◆ **EXERCISE DESCRIPTION**
Copy out nothing but the line containing "Keypoint placement: for each instance of the shirt" and the lines that follow it to the end of the entries, exactly as they stand.

Saved entries:
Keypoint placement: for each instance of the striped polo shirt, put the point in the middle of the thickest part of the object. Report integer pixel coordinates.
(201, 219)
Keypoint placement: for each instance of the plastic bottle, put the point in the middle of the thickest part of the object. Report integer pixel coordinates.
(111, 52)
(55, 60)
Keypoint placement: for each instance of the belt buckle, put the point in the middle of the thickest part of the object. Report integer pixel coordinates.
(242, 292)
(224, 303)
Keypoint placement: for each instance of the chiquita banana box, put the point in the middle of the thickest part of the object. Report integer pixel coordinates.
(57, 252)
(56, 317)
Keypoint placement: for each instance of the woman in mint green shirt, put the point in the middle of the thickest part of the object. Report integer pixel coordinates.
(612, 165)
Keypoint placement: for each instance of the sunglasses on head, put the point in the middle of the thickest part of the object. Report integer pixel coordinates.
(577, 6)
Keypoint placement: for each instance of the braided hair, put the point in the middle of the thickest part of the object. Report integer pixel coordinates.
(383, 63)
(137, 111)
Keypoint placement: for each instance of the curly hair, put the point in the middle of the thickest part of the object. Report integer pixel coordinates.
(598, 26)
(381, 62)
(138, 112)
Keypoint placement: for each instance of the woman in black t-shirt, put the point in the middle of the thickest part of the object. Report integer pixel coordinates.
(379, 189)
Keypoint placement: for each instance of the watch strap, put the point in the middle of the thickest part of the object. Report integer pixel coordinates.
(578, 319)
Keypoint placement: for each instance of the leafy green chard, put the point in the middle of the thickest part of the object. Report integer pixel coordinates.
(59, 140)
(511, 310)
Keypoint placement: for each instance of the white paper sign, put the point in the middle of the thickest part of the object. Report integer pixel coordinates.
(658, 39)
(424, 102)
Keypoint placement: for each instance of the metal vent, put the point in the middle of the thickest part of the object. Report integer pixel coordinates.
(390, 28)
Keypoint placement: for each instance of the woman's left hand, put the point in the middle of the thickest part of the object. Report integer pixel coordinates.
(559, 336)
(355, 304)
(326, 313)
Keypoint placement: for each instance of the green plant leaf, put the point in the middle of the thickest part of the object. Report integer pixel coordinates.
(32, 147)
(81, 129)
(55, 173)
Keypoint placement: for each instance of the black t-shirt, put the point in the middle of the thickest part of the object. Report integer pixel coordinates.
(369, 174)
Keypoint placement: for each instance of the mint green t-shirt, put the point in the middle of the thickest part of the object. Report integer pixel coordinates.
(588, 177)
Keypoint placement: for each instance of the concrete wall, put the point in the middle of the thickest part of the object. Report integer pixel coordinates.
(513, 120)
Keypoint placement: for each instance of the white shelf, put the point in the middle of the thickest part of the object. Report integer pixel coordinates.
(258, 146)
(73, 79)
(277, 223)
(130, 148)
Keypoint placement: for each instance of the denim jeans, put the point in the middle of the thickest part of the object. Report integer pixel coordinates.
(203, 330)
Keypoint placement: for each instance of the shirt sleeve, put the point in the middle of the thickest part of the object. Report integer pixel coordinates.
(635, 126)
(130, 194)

◆ **OUTPUT FOR THIS EXERCISE**
Keypoint placement: for each instance of the shirt sleeve, put the point in the middle of the thickest part of the object. Report integer pixel coordinates.
(635, 126)
(130, 194)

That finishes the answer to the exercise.